YOUR TASK ▸ Each record is to be transcribed in full and exactly.

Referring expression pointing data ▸

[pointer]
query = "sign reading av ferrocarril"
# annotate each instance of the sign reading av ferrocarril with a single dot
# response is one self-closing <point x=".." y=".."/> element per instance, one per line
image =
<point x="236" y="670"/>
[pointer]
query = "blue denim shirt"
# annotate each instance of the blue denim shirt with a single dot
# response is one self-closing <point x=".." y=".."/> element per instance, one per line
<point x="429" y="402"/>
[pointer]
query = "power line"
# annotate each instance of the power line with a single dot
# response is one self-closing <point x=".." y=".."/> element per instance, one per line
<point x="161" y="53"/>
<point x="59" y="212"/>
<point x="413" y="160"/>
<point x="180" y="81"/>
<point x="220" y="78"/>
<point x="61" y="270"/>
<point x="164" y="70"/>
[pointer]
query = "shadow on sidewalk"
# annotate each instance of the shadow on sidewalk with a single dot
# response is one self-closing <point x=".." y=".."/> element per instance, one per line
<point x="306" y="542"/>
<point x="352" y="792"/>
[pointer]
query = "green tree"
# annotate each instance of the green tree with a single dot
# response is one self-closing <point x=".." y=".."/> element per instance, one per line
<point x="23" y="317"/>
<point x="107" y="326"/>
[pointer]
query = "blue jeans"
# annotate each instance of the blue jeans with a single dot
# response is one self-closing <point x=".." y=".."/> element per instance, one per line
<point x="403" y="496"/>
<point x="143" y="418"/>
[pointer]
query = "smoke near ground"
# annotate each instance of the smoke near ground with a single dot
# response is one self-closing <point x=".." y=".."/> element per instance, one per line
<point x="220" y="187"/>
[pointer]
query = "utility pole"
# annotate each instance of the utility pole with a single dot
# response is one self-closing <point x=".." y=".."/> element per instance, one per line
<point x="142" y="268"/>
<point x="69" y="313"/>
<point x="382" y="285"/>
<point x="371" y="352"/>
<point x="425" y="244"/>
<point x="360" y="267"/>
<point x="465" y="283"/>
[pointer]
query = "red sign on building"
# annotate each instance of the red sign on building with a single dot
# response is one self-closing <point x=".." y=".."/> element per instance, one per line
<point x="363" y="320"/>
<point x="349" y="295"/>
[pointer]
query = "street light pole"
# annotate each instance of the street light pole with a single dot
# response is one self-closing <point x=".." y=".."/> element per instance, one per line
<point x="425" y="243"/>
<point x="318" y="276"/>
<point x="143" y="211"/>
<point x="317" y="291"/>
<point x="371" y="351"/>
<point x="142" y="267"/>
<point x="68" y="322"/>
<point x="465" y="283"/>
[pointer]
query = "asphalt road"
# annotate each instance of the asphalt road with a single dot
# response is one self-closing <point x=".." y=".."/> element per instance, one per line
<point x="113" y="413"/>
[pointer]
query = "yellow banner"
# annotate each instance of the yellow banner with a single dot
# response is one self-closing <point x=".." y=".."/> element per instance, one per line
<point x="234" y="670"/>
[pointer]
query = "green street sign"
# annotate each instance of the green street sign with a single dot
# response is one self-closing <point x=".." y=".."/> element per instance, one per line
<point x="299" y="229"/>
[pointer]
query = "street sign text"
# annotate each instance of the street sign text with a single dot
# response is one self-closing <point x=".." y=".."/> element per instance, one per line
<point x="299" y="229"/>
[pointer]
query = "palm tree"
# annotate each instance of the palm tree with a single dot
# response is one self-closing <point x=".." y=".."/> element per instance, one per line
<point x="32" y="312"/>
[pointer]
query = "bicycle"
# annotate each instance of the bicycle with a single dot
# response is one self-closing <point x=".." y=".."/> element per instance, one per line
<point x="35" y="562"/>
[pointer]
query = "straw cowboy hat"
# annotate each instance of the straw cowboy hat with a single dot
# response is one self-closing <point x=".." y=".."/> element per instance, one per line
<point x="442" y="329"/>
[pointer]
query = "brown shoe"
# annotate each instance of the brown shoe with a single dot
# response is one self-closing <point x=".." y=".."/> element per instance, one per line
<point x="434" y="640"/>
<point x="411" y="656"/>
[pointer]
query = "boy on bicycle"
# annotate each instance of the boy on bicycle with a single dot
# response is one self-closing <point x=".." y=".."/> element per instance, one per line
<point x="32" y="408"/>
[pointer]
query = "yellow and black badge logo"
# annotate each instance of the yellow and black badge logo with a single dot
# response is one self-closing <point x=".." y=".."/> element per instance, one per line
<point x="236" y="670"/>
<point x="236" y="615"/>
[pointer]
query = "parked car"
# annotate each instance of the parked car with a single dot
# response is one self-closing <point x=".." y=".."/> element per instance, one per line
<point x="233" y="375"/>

EXERCISE OUTPUT ▸
[pointer]
query = "sign reading av ferrocarril"
# annotate each instance of the sign reading av ferrocarril with a single dot
# response is one self-closing <point x=".." y=".."/> element per instance, one per line
image =
<point x="236" y="670"/>
[pointer]
query = "blue denim shirt"
# annotate each instance of the blue denim shirt with a single dot
# response is one self-closing <point x=".." y=".."/> element per instance, one per line
<point x="429" y="402"/>
[pointer]
query = "power line"
# annotate each instance of the power line with a single dot
# response is one self-closing <point x=".." y=".."/> element per instance, one per line
<point x="161" y="53"/>
<point x="59" y="212"/>
<point x="413" y="160"/>
<point x="180" y="81"/>
<point x="220" y="78"/>
<point x="61" y="270"/>
<point x="164" y="70"/>
[pointer]
query = "shadow on sidewalk"
# annotate each instance of the shadow on sidewalk with a single dot
# response is one self-closing <point x=".." y=".."/> element per instance, one per line
<point x="306" y="542"/>
<point x="352" y="792"/>
[pointer]
query = "green tree"
# annotate each instance of the green tree with a single dot
# response is one self-closing <point x=".." y=".."/> element per instance, one per line
<point x="23" y="317"/>
<point x="107" y="326"/>
[pointer]
query = "blue jeans"
# annotate each instance of the blue jeans with a single dot
# response is one self-closing <point x=".." y=".."/> element per instance, one per line
<point x="403" y="496"/>
<point x="143" y="418"/>
[pointer]
query = "smoke near ground"
# annotate each instance of the smoke near ground with a single dot
# response is one self-closing <point x=".." y=".."/> element per instance, one per line
<point x="220" y="187"/>
[pointer]
query = "utility pole"
# annotate each instance of the utility pole with a single dot
# response is one self-closing <point x=".." y=".."/> element per instance, one per line
<point x="142" y="268"/>
<point x="69" y="313"/>
<point x="382" y="285"/>
<point x="371" y="352"/>
<point x="425" y="244"/>
<point x="360" y="267"/>
<point x="465" y="283"/>
[pointer]
query = "red sign on building"
# annotate each instance of the red sign on building with a single dot
# response is one self-closing <point x=".." y=".."/> element per instance, one per line
<point x="363" y="320"/>
<point x="349" y="295"/>
[pointer]
query = "street light pole"
# annotate each instance of the street light pole with a single dot
# response is one self-closing <point x=".." y=".."/> element per instance, one per line
<point x="425" y="243"/>
<point x="318" y="276"/>
<point x="143" y="211"/>
<point x="317" y="291"/>
<point x="371" y="351"/>
<point x="142" y="267"/>
<point x="68" y="322"/>
<point x="465" y="283"/>
[pointer]
query = "asphalt road"
# annotate each instance of the asphalt road with a single dot
# response is one self-closing <point x=".." y=".."/> element per instance, one per line
<point x="113" y="413"/>
[pointer]
query = "yellow banner"
# annotate each instance of the yellow banner with a single dot
# response is one self-closing <point x=".." y=".."/> element per instance, one per line
<point x="234" y="670"/>
[pointer]
query = "green street sign"
# annotate each instance of the green street sign with a single dot
# response is one self-closing <point x=".." y=".."/> element per instance, one per line
<point x="299" y="229"/>
[pointer]
query = "street sign text"
# annotate each instance of the street sign text with a single dot
# response is one self-closing <point x=".." y=".."/> element per instance, one per line
<point x="299" y="229"/>
[pointer]
query = "palm tree"
# annotate each instance of the palm tree with a single dot
# response is one self-closing <point x=".." y=".."/> element per instance, one per line
<point x="32" y="312"/>
[pointer]
query = "bicycle"
# annotate each instance of the bicycle with a single dot
# response is one self-closing <point x=".." y=".."/> element per instance, one per line
<point x="35" y="562"/>
[pointer]
query = "straw cowboy hat"
# annotate each instance of the straw cowboy hat with a single dot
# response is one self-closing <point x=".." y=".."/> element per instance, one per line
<point x="442" y="329"/>
[pointer]
query = "brown shoe"
# annotate each instance of the brown shoe with a single dot
# response is one self-closing <point x=".." y=".."/> element per instance, one per line
<point x="434" y="640"/>
<point x="411" y="656"/>
[pointer]
query = "boy on bicycle"
# annotate each instance of the boy on bicycle with a single dot
# response is one self-closing <point x=".." y=".."/> element per instance, one per line
<point x="32" y="408"/>
[pointer]
query = "yellow and black badge logo"
# annotate each instance of the yellow and black badge logo with a single dot
# response is one self-closing <point x=".." y=".."/> element per instance, one per line
<point x="236" y="670"/>
<point x="236" y="615"/>
[pointer]
query = "parked car"
# annotate each instance of the parked car with a single dot
# response is one self-closing <point x=".." y=".."/> element per instance, one per line
<point x="233" y="375"/>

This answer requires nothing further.